### INSTRUCTIONS FOR THE TASK
Locate every line in the material below that contains the string "shirt" with matching case, and copy each of those lines.

(A run of records)
——————
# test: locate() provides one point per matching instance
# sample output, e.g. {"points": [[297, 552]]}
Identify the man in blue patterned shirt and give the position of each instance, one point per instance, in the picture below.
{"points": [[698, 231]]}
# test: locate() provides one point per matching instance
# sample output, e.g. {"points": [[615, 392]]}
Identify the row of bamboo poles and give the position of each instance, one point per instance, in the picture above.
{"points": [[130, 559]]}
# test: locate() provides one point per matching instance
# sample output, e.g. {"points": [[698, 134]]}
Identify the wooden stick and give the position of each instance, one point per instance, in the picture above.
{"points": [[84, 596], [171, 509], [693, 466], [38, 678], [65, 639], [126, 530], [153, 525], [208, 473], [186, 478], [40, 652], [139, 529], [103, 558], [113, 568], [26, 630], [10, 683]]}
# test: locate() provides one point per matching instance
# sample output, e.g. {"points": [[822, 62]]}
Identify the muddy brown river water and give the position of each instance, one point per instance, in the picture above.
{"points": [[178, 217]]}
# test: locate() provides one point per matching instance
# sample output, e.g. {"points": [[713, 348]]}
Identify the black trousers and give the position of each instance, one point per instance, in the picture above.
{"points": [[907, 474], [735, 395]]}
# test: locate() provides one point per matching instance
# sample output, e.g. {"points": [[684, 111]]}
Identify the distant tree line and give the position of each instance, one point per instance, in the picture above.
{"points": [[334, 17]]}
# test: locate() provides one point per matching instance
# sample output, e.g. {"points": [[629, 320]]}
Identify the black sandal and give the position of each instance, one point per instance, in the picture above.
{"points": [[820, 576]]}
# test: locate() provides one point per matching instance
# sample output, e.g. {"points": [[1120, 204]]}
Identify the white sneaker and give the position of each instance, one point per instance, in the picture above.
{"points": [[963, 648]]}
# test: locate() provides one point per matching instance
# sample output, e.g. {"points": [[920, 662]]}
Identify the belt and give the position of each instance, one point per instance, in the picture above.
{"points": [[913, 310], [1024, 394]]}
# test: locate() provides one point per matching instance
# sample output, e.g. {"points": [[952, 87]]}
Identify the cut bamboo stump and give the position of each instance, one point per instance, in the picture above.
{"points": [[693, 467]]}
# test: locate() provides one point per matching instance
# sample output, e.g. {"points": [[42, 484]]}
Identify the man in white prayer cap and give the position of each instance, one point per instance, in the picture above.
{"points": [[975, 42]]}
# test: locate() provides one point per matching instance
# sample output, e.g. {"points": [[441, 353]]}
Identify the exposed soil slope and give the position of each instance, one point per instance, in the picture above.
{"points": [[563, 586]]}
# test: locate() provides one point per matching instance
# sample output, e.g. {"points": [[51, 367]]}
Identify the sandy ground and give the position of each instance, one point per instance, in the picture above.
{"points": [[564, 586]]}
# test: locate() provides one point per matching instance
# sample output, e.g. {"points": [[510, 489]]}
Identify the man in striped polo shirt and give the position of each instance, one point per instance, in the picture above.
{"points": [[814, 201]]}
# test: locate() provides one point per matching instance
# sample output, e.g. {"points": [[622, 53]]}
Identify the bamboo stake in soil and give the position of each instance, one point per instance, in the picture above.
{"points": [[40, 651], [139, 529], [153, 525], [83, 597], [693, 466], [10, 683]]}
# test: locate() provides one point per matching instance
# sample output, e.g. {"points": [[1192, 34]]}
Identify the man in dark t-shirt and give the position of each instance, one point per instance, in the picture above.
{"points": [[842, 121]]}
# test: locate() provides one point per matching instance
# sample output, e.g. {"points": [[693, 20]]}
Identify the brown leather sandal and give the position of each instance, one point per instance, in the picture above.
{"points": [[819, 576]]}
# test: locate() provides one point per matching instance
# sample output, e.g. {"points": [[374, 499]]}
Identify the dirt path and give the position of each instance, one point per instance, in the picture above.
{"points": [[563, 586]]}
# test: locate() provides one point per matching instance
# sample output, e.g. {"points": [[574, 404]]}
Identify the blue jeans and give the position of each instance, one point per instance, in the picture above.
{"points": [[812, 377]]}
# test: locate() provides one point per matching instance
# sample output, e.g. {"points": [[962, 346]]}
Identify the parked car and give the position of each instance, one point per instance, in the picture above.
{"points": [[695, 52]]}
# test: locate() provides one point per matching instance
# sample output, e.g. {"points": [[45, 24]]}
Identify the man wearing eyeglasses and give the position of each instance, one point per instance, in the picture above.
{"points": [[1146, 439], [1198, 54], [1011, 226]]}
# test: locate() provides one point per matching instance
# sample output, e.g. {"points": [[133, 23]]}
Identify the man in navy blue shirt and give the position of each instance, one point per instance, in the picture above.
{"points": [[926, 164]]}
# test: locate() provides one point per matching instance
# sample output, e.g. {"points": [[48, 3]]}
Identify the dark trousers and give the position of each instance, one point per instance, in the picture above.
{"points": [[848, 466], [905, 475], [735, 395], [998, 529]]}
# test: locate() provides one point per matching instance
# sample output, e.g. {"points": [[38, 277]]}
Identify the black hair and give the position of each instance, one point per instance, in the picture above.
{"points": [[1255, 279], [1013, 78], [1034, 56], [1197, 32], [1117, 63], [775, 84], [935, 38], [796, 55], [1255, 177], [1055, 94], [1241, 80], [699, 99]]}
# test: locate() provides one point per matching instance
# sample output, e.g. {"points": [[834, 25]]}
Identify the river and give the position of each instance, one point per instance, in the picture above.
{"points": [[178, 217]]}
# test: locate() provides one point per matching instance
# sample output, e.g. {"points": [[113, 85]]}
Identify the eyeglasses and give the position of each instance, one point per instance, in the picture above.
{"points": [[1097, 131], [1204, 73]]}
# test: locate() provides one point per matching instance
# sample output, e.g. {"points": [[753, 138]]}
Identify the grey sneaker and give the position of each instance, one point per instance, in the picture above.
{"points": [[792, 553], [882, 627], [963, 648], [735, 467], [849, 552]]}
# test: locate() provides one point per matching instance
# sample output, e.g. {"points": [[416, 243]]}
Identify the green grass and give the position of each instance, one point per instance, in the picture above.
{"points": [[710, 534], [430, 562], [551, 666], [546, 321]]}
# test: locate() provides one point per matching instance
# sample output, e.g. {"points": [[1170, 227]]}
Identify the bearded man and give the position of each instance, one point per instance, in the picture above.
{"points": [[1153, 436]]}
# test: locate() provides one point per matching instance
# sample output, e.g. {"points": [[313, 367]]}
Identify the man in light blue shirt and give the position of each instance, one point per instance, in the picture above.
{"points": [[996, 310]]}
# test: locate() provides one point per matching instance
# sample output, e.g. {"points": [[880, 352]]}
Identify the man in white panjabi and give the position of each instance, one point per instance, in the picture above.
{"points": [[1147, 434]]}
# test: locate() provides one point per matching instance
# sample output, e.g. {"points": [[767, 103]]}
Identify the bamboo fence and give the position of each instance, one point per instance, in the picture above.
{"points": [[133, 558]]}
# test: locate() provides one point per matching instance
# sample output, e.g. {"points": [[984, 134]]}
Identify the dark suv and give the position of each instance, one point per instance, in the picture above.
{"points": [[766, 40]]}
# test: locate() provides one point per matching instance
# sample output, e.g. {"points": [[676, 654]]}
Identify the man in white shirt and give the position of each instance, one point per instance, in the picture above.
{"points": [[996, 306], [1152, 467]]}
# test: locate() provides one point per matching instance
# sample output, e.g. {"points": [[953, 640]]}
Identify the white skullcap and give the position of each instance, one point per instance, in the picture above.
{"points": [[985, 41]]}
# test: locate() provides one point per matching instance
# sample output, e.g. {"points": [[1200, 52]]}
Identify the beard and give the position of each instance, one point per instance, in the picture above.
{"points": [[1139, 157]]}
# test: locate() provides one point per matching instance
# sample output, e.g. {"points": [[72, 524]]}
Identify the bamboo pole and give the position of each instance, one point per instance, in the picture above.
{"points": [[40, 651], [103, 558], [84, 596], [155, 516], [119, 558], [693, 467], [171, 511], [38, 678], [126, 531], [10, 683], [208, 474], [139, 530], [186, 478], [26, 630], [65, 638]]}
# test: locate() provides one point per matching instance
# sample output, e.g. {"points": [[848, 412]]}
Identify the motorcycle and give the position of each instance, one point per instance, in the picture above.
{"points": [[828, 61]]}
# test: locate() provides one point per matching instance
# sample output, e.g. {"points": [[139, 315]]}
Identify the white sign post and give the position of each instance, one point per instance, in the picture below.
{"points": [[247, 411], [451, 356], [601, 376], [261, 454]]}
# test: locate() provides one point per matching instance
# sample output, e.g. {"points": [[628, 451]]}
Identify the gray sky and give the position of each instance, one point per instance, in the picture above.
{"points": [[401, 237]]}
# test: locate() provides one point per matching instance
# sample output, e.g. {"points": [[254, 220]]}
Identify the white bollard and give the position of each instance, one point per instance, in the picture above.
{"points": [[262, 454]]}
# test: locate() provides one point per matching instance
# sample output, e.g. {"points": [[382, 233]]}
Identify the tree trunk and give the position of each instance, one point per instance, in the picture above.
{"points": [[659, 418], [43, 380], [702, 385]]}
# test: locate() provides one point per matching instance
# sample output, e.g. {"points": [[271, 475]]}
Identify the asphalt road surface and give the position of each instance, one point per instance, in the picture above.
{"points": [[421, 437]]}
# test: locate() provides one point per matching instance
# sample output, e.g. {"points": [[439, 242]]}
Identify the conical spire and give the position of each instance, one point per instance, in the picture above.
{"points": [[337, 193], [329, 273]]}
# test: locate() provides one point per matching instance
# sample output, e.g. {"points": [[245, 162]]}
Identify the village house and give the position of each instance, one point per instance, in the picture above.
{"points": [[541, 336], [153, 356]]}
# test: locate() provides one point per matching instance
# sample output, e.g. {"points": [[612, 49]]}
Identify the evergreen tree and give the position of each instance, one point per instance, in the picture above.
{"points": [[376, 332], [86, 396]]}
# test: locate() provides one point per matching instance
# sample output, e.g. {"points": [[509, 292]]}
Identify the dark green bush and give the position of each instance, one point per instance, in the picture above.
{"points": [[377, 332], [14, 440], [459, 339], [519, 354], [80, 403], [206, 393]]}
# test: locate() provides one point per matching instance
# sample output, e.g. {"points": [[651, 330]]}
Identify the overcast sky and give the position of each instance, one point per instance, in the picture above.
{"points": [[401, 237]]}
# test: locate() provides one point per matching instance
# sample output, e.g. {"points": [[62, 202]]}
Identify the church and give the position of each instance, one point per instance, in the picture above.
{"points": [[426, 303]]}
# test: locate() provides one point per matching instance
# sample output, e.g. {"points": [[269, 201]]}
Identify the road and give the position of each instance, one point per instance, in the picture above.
——————
### ANSWER FOR THE TASK
Identify the man in blue patterned shirt and give the position of each instance, one point per instance, in the picture below.
Identify the man in striped polo shirt and give the position of each instance, one point per instance, in the picture above.
Identify the man in dark t-shirt and give the position of each instance, one point per instance, in the picture above.
Identify the man in navy blue shirt and give the position of each instance, one point per instance, in the picture above.
Identify the man in light blue shirt and give the position of each instance, one point per instance, in the picture above.
Identify the man in white shirt and give the position of each instance, one point per instance, in the picture above.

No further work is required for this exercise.